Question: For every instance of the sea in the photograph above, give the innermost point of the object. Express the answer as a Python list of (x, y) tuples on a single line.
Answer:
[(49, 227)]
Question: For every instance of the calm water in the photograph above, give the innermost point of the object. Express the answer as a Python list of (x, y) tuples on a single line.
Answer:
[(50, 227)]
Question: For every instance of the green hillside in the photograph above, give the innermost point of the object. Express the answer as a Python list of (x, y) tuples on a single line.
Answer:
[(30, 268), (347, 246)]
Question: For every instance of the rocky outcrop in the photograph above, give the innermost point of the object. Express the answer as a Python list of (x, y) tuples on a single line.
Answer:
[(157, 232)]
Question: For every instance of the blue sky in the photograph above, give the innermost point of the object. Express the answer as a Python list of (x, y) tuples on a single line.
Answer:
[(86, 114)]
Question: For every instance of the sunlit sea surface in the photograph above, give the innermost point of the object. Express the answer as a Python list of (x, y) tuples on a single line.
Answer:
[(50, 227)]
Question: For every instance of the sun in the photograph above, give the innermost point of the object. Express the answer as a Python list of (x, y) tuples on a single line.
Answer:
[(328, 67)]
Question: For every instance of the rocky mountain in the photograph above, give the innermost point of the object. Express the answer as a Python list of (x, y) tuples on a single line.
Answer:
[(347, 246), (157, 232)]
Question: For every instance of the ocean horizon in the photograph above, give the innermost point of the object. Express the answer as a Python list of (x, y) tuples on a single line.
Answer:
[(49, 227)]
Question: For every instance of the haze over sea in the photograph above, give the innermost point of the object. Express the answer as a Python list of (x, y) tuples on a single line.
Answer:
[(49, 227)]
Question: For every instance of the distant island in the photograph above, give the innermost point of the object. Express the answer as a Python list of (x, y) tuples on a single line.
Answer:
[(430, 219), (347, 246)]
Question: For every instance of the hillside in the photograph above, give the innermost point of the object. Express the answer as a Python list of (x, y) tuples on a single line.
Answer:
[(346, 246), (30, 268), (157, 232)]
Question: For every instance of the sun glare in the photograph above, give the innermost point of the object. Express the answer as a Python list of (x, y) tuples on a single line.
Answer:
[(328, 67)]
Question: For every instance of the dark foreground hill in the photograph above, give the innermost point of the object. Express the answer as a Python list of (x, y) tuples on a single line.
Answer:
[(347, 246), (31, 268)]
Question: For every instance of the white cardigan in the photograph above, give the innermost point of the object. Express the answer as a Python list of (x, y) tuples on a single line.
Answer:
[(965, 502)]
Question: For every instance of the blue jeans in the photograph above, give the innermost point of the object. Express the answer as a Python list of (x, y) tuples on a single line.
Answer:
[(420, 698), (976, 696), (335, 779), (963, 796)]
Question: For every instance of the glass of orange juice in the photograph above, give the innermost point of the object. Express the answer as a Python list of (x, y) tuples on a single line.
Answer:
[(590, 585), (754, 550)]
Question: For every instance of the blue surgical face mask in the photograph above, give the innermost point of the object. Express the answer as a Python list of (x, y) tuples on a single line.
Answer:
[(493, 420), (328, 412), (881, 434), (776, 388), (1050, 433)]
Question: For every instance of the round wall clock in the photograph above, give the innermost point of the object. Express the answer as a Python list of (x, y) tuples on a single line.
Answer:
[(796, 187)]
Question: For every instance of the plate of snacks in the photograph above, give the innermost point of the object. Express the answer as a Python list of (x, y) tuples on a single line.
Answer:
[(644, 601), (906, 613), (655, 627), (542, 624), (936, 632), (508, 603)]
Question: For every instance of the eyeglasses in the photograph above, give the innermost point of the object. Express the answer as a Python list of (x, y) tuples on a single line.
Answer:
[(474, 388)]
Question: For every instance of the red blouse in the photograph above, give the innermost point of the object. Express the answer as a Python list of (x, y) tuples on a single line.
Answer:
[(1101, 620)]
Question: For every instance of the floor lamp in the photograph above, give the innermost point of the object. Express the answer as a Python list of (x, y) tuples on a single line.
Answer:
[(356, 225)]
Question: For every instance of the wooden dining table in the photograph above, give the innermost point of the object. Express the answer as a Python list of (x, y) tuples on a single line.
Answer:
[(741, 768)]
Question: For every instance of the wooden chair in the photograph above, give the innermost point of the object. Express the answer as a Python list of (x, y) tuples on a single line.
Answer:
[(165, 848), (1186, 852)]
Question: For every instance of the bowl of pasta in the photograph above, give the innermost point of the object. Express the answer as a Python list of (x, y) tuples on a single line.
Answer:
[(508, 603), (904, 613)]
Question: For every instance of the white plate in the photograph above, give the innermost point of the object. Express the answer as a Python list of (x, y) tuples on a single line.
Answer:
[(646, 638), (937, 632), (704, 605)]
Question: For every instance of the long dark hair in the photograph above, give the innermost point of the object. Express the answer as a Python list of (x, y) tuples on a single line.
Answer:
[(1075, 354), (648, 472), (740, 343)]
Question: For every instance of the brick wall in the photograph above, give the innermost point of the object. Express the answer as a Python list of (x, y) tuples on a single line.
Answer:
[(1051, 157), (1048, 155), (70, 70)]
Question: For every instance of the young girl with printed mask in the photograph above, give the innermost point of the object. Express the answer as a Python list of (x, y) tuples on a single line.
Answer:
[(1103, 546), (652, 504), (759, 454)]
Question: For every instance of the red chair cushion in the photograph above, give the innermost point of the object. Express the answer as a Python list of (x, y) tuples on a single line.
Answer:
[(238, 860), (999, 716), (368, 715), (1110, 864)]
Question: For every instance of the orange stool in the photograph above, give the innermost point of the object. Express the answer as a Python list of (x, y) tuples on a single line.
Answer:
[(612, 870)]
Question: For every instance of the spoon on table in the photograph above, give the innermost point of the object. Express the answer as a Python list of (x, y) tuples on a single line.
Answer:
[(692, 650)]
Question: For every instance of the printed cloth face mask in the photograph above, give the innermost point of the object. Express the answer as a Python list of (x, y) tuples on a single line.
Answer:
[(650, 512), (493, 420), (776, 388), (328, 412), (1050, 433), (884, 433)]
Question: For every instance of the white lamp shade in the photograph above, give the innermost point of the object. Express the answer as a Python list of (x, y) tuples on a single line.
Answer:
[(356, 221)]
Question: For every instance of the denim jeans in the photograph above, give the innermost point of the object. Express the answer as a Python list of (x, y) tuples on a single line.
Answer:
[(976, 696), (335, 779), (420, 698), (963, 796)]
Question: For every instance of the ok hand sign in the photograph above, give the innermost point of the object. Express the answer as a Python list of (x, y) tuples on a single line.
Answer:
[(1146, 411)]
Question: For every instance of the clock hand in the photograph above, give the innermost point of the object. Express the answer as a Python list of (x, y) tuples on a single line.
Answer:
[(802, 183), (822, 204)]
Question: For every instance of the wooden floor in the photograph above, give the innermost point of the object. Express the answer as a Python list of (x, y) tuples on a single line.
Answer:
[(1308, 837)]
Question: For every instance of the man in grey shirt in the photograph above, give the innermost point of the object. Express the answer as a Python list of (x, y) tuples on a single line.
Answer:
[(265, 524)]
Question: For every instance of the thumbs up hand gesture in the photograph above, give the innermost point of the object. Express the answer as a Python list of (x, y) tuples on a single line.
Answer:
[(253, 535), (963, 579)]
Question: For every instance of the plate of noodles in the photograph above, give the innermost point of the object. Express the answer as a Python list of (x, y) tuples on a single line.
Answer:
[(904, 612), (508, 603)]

━━━

What needs to be done:
Restate the data above word for word.

Worked solution:
Question: For every instance of the sea in the photograph above, give the innermost point of the object. Express the answer as a Python list of (x, y) tuples on a single line.
Answer:
[(49, 227)]
Question: For every instance of the calm water in the photograph above, give the innermost point of the object. Express the answer as a Python list of (x, y) tuples on a single line.
Answer:
[(50, 227)]
Question: For every instance of the green hillside in the photograph above, give the innermost point of the object. Express the answer as a Python list of (x, y) tuples on a single line.
Answer:
[(30, 268), (347, 246)]
Question: For every instance of the rocky outcrop in the photograph above, give the innermost point of the object. Express the answer as a Python list of (x, y) tuples on a single line.
Answer:
[(157, 232)]
Question: For every instance of the blue sky in the photograph above, give the innermost point of the object. Express the answer as a Python list of (x, y) tuples on a single line.
Answer:
[(86, 114)]
Question: For every instance of the sunlit sea surface in the photograph above, give the innermost point of the object. Express the answer as a Python list of (x, y) tuples on a single line.
Answer:
[(50, 227)]
Question: For every instance of the sun in the photograph above, give the innermost point of the object. Express the answer as a Python list of (x, y) tuples on a single line.
Answer:
[(328, 67)]
Question: For every instance of the rocky mountain in the photograph above, give the innermost point of the object. Express the answer as a Python list of (x, y) tuples on a single line.
Answer:
[(347, 246), (157, 232)]
Question: For every instance of the ocean horizon in the photograph above, give the innermost point of the object. Express the answer as a Python list of (x, y) tuples on a single line.
Answer:
[(49, 227)]
Question: For every instance of the haze over sea in the photograph above, give the innermost point of the object. Express the answer as a Python list of (x, y) tuples on a single line.
Answer:
[(49, 227)]
Question: For every instance of the distant island in the photograph above, give the innermost point of the object. Express the answer as a Python list of (x, y) tuples on a single line.
Answer:
[(430, 219), (347, 246)]
Question: For every instance of the hillside in the photograph above, give the innermost point of the object. Express the answer as a Python list of (x, y) tuples on a single line.
Answer:
[(346, 246), (30, 268), (157, 232)]
Question: For every instance of the sun glare in the photograph above, give the innermost point of the object. Express the answer as a Python list of (x, y) tuples on a single line.
Answer:
[(328, 67)]
Question: For every instance of the dark foreground hill in the photograph above, give the innermost point of the object. Express the answer as a Python list of (x, y) tuples on a single line.
Answer:
[(347, 246), (31, 268)]
Question: For every instance of the white cardigan in the photograph above, give the innermost point of the object. Express the answer as a Python list of (x, y) tuples on a single line.
Answer:
[(965, 502)]
Question: For every instance of the blue jeans in the photograph above, give the innermost point of the object. Express the answer as a Python list of (x, y) tuples on a single line.
Answer:
[(420, 698), (976, 696), (335, 779), (963, 796)]
Question: For every instance of the glass of orange juice in the photograph above, give the innermost point of the object. Express the answer as a Python list of (x, y) tuples on a single line.
Answer:
[(590, 585), (754, 550)]
Question: For every instance of the blue surgical face mask in the photograph above, give the innermost point of the object. Express the answer as a Python list of (x, y) tuples on a single line.
Answer:
[(493, 420), (328, 412), (881, 434), (776, 388), (1050, 433)]
Question: For every instance of the round wall clock in the photograph above, give the innermost point of the object. Express the answer as a Python list of (x, y) tuples on a single line.
Answer:
[(796, 187)]
Question: For every instance of the plate of snacks in the photograph above, give the innermost point of the object. Express the answer as a Python list of (x, y) tuples on a single line.
Answer:
[(644, 601), (906, 613), (655, 627), (542, 624), (936, 632), (508, 603)]
Question: For every instance of the eyeglasses in the photograph above, give the innermost point of the object. Express the answer as a Python list of (x, y) tuples on a single line.
Answer:
[(474, 388)]
Question: For every instance of the red blouse in the photograph above, give the innermost point of the object. Express the answer as a Python list of (x, y) tuples on a single line.
Answer:
[(1101, 620)]
Question: For every instance of the floor lamp in the photograph above, give the innermost point of the object. Express the answer as a Python list of (x, y) tuples on a single line.
Answer:
[(356, 225)]
Question: For every instance of the wooden dining table in the photograph above, give the innermost point of the object. Express the answer as a Python list of (x, y) tuples on a single line.
Answer:
[(741, 768)]
Question: For every instance of the wooden chair in the photograph above, give the innermost point of the object. Express the answer as a Python list of (x, y) tuples on a single line.
Answer:
[(165, 848), (1186, 852)]
Question: For every instance of the bowl of pasta in the photograph above, give the innermost point of the object. Express the answer as a Python list of (x, y) tuples on a single line.
Answer:
[(508, 603), (904, 613)]
Question: For every instance of the white plate in the photograph above, give the innermost point of the object. Express the answer as a Python list of (x, y) tuples on a single line.
Answer:
[(646, 638), (937, 632), (704, 605)]
Question: For every instance of the long dark hair in the photograph above, give the innermost point of the object. Express the answer as a Python list of (x, y) tuples on a single line.
Answer:
[(1075, 354), (648, 472), (740, 343)]
Question: For every instance of the brick wall in the photograph above, give the innermost point of the object. Express the answer as a Python list of (x, y) tuples on a single line.
Answer:
[(1051, 157), (1048, 155), (70, 70)]
Question: For every instance of the young girl with printed mask in the photograph above, give the innermost point of the object. Express the answer as a Python list of (x, y) tuples on a single line.
Answer:
[(1103, 546), (652, 504), (759, 454)]
Question: For every instance of the red chair cushion in the photograph above, give the innermost point of the object. Express the answer as a Python list of (x, y) tuples on a single line.
Answer:
[(238, 860), (999, 716), (368, 715), (1110, 864)]
Question: For every instance of the orange stool in the photograph above, give the innermost point of the object. Express the answer as a Python list of (x, y) tuples on a single line.
Answer:
[(612, 870)]
Question: For every instance of the spoon on table in the photograph above, give the innermost point of the object. Express the answer as a Python list of (x, y) tuples on a single line.
Answer:
[(692, 650)]
Question: For every instance of the printed cloth face mask in the photograph above, give the innermost point of the object. Express the answer as a Python list of (x, y) tuples on a single line.
Answer:
[(650, 512), (493, 420), (776, 388), (328, 412), (1050, 433), (884, 433)]
Question: For every instance of the white lamp shade in the photograph above, give the innermost point of the object. Express the answer as a Python list of (x, y) tuples on a single line.
Answer:
[(356, 221)]
Question: For every instance of the denim jeans in the photograph above, give the innermost point of the object. Express the answer as a Python list of (x, y) tuples on a single line.
Answer:
[(976, 696), (335, 779), (420, 698), (963, 796)]
Question: For every instance of the ok hand sign in the photograph above, give the innermost point of the object. Express the answer as a Python list of (x, y) tuples on a single line.
Answer:
[(1146, 411)]
Question: For every instance of the clock hand in the photograph above, give the innermost point of the object. Express the answer as a Python list of (x, y) tuples on a single line.
Answer:
[(802, 183), (822, 204)]
Question: For every instance of the wooden floor in the photograph above, give the innermost point of the object. Express the answer as a Python list of (x, y) tuples on a single line.
Answer:
[(1308, 837)]
Question: For every instance of the man in grey shirt in the photograph above, give the innermost point of the object. Express the answer as a Python list of (x, y) tuples on a single line.
Answer:
[(265, 524)]
Question: For every instance of the thumbs up hand gesture in the photograph above, give the innermost point of the object. Express the answer as a Python list of (x, y) tuples on a single line.
Answer:
[(253, 535), (963, 579)]
Question: For every instance of the plate of noodles in the photograph above, give the innermost point of the object. Express the answer as a Python list of (x, y) tuples on a single line.
Answer:
[(904, 612), (508, 603)]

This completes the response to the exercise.